-- Opening Marker --

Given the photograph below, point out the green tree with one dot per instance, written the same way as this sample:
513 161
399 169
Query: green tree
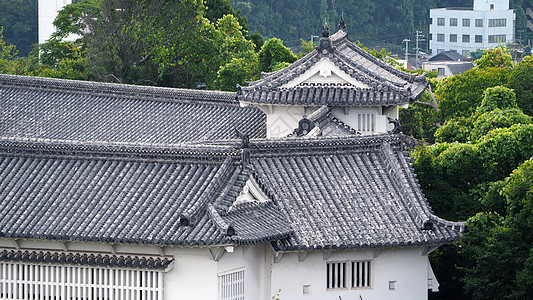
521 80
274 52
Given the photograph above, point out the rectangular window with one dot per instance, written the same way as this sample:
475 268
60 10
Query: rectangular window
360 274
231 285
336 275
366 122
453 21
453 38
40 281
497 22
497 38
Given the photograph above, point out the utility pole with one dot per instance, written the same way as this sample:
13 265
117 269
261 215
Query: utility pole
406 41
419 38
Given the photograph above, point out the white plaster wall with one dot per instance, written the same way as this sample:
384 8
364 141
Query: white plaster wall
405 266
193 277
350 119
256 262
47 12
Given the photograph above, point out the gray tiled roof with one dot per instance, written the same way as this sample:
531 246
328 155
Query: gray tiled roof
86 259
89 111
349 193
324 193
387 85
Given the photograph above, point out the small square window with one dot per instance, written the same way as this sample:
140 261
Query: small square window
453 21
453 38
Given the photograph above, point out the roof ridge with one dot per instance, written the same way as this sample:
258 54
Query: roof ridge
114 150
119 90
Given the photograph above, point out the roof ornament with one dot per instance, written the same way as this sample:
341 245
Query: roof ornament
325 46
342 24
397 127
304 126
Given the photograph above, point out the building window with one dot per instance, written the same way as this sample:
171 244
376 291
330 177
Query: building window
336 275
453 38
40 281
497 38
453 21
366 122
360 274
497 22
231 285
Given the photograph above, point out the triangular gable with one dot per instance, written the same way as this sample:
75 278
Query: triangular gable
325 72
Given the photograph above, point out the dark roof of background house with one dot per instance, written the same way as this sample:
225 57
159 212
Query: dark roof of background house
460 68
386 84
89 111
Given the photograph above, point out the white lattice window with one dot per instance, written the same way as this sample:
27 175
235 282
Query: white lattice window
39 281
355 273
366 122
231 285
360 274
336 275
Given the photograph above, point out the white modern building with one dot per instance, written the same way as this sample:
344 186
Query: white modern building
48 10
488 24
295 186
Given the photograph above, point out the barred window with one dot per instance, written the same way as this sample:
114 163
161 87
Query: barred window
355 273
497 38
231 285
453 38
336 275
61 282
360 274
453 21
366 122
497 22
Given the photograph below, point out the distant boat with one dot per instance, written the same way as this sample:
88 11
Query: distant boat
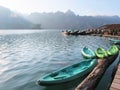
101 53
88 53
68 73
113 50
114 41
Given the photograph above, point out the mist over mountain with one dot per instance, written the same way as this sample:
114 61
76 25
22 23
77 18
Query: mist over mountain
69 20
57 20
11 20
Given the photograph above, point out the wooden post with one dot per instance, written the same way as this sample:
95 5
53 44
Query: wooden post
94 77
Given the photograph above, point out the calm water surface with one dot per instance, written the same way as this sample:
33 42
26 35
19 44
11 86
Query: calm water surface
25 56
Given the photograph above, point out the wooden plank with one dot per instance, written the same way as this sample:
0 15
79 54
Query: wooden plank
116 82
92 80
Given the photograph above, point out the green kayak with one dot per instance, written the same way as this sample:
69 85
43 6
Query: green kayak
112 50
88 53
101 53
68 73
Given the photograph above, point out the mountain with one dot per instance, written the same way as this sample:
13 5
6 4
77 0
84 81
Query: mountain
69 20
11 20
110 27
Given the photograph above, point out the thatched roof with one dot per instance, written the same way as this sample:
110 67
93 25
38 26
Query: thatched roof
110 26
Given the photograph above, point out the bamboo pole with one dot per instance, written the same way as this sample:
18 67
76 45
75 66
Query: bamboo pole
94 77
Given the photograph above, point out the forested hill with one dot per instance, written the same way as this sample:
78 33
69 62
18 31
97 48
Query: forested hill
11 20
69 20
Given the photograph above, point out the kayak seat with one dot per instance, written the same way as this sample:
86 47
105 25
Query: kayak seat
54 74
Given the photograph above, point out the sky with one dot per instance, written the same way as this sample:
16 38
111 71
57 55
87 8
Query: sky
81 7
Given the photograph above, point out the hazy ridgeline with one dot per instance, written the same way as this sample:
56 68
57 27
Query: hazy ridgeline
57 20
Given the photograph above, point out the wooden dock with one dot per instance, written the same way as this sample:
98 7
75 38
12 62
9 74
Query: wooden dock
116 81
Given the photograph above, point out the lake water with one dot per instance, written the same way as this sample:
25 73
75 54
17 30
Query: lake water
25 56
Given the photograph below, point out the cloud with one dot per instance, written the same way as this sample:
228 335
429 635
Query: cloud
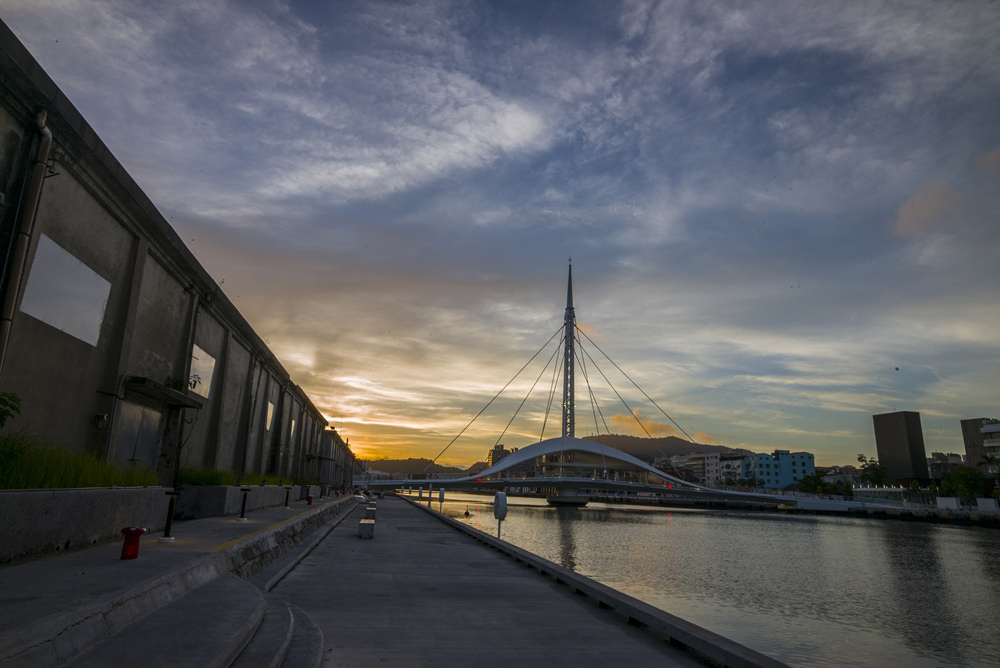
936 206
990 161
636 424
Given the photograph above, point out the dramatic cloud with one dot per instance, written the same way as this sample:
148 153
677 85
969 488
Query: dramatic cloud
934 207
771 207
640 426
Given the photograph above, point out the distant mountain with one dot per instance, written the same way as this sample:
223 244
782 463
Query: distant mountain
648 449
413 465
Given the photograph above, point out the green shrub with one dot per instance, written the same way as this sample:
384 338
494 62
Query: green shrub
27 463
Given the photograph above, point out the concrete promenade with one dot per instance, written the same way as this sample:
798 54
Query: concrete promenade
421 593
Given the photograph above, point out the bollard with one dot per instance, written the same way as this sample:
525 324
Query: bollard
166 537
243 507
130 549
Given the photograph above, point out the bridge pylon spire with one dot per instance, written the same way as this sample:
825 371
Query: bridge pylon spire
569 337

-- Closing Marker --
-- Opening Marker --

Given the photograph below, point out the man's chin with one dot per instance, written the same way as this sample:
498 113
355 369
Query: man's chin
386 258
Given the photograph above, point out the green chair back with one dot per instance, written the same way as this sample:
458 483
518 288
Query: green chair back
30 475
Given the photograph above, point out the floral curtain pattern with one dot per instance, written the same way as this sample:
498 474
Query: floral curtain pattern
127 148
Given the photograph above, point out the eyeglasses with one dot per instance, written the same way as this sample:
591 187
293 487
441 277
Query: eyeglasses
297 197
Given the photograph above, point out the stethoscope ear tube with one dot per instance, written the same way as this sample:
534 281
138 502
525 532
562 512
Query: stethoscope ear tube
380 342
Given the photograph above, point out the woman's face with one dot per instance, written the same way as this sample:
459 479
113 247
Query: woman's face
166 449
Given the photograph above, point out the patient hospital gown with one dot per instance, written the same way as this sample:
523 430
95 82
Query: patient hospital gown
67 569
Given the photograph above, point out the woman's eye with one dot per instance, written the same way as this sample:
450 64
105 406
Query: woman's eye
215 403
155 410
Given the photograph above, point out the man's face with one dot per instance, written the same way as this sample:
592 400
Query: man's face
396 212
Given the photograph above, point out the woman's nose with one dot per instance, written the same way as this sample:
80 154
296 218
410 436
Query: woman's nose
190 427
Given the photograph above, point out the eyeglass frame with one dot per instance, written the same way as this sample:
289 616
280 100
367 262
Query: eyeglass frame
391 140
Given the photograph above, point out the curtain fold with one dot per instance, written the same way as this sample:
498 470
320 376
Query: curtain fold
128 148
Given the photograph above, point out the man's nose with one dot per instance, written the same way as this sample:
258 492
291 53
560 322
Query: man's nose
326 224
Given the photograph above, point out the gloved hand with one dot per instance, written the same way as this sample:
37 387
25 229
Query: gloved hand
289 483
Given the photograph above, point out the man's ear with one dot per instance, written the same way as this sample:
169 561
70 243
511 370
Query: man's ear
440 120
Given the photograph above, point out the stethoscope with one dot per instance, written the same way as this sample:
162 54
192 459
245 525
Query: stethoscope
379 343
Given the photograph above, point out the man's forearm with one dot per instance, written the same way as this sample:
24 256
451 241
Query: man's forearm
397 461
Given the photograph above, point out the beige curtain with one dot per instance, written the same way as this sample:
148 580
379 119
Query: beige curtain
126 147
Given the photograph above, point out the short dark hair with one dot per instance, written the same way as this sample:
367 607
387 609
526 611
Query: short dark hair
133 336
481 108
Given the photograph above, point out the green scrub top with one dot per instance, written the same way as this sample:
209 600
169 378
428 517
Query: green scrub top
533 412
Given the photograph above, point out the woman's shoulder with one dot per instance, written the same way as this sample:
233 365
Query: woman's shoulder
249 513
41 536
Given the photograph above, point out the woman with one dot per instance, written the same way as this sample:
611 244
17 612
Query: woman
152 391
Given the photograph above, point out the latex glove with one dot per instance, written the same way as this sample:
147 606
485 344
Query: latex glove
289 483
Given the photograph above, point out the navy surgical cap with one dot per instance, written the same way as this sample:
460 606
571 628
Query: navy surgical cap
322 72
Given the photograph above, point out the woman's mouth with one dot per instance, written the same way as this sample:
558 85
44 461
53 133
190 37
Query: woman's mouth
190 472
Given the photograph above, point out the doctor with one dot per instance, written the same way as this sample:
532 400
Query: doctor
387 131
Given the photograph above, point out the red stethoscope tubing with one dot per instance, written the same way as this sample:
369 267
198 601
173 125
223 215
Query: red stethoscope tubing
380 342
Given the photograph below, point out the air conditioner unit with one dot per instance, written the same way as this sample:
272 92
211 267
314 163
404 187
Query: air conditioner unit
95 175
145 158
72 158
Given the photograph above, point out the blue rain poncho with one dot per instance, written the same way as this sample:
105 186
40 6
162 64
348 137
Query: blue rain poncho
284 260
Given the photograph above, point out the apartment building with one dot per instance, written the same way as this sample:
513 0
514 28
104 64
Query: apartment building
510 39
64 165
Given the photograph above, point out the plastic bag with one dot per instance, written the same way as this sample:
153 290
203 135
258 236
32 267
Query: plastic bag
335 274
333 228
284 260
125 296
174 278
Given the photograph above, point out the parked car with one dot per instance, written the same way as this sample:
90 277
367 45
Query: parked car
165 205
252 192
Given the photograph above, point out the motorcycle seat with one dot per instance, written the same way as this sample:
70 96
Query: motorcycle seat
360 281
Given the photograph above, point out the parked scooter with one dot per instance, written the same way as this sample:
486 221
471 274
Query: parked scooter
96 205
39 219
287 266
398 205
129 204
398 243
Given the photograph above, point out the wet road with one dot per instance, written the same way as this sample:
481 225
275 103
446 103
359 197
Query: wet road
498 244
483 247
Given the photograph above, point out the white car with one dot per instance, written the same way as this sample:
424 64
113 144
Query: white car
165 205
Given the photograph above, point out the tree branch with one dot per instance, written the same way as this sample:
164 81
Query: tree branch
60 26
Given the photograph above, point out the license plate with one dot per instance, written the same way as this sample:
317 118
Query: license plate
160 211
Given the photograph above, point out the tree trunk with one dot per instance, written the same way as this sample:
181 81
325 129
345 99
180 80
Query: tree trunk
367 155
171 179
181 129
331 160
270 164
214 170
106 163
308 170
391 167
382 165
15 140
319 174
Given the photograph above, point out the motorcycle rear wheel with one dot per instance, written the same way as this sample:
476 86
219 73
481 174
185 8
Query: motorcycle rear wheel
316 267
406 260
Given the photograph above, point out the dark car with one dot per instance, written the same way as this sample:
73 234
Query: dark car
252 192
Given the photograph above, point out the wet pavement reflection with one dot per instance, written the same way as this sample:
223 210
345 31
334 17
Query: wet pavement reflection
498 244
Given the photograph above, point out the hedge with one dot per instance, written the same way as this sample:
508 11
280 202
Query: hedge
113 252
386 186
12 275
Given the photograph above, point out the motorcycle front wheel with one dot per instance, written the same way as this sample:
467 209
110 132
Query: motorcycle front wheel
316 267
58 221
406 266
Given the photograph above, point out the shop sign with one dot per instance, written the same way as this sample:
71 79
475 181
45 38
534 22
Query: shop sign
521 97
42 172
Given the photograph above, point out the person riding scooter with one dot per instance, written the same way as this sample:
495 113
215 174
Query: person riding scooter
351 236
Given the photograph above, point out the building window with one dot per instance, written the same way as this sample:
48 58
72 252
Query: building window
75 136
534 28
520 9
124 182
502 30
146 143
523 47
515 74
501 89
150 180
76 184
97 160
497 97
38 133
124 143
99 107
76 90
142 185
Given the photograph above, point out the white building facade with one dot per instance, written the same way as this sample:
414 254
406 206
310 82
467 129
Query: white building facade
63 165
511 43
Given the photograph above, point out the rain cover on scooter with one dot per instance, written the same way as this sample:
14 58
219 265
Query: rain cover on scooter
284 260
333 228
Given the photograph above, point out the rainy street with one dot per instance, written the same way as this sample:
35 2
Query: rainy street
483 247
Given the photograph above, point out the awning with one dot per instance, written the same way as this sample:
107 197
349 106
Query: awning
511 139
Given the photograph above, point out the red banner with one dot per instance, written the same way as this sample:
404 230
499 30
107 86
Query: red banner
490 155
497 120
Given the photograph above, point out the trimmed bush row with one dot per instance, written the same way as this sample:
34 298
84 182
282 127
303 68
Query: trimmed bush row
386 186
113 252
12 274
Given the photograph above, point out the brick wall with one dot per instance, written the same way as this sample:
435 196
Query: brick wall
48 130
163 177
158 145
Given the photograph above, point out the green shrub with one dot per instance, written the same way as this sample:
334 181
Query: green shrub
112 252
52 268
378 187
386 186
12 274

-- Closing Marker --

Please count, in the material above, the lines that hold the word "below", and report only the total.

• [TASK SOLUTION] 5